## Metin parçası
▬▬▬▬▬▬▬▬▬▬
Milli Eğitim’in yeni felsefe müfredatı ‘dini bütün, milliyetçi ve saygılı’ gençlik hedeflerken felsefe anlatmayı unutmuş
ANKARA - Derslerde sık sık hadislerden örnekler verilir, tanrının varlığına ilişkin ‘kanıtlar’ sıralanırken, aksi görüşler kısaca geçilir, amacı milli değerleri özümsemiş, saygılı öğrenciler yetiştirmektir... Yeni müfredat çerçevesinde hazırlanan Felsefe Dersi Programı ve Kılavuzu taslağı, ‘dini ve milliyetçi’ motifleriyle felsefe öğretmenlerini isyan ettirdi: “Bu program uygulanırsa, felsefe dersi diye bir şey kalmaz.”
▬▬▬▬▬▬▬▬▬▬
## Görev 1
Felsefe müfredatı haberine göre aşağıdaki soruları yanıtlayın.
(a) Yeni felsefe müfredatı nasıl bir gençlik hedefliyor?
(b) Yeni müfredat çerçevesinde hazırlanan taslağın adı nedir?
(c) Felsefe öğretmenleri program uygulanırsa ne olacağını söylüyor?
## Görev 2
Aşağıdaki ifadeler felsefe müfredatı haberiyle uyuşuyor mu? Her biri için evet ya da hayır deyin ve kararı belirleyen sözleri haberden aynen alıntılayın.
(a) Derslerde hadislerden örnekler verilir.
(b) Tanrının varlığına karşı görüşler ayrıntılı biçimde ele alınır.
(c) Felsefe öğretmenleri taslağı destekliyor.
## Görev 3
Felsefe müfredatı haberini bittiği yerden alıp sürdürün.
▬▬▬▬▬▬▬▬▬▬
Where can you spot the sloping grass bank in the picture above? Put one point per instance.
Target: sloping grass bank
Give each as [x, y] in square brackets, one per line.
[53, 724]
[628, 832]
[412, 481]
▬▬▬▬▬▬▬▬▬▬
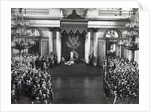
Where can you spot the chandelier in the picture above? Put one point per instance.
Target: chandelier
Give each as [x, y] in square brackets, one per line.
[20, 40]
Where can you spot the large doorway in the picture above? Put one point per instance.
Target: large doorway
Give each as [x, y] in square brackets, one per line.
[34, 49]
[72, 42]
▬▬▬▬▬▬▬▬▬▬
## Çözüm 1
(a) 'Dini bütün, milliyetçi ve saygılı' bir gençlik.
(b) Felsefe Dersi Programı ve Kılavuzu.
(c) Felsefe dersi diye bir şeyin kalmayacağını söylüyorlar.

## Çözüm 2
(a) Evet: "Derslerde sık sık hadislerden örnekler verilir"
(b) Hayır: "aksi görüşler kısaca geçilir"
(c) Hayır: "felsefe öğretmenlerini isyan ettirdi"

## Çözüm 3
‘Çağdaş bilgiden uzak’
Uzmanlık alanı ‘felsefe’ olan akademisyen ve öğretmenlerin oluşturduğu Felsefeciler Derneği, Milli Eğitim Bakanlığı Talim Terbiye Kurulu Başkanlığı’nın yenilenen ortaöğretim müfredatı kapsamında hazırladığı Felsefe Dersi Programı ve Kılavuzu Taslağı’nın dini ve milliyetçi motifler içerdiğini belirterek, Milli Eğitim Bakanlığı’na tepki gösterdi. Felsefeciler Derneği Yönetim Kurulu Başkanı Yaşar Küpeli, felsefe grubu derslerine ilişkin Talim Terbiye Kurulu’nun hazırladığı taslakların, nesnellikten ve çağdaş bilgi ölçütlerinden uzak olduğunu savundu. Küpeli, felsefe dersine ilişkin hazırlanan taslak programda, ders amaçları arasında sayılan ‘milli değerleri özümsemek’, ‘özgürlük ve sınırlılık dengesini korumak’, ‘saygılı ve hoşgörülü olmak’ gibi başlıkların felsefe eğitiminin genel amaçları arasında yer almadığını belirterek, “Bu maddeler felsefe eğitiminin değil, ahlak bilgisi dersinin konusu olabilir” dedi.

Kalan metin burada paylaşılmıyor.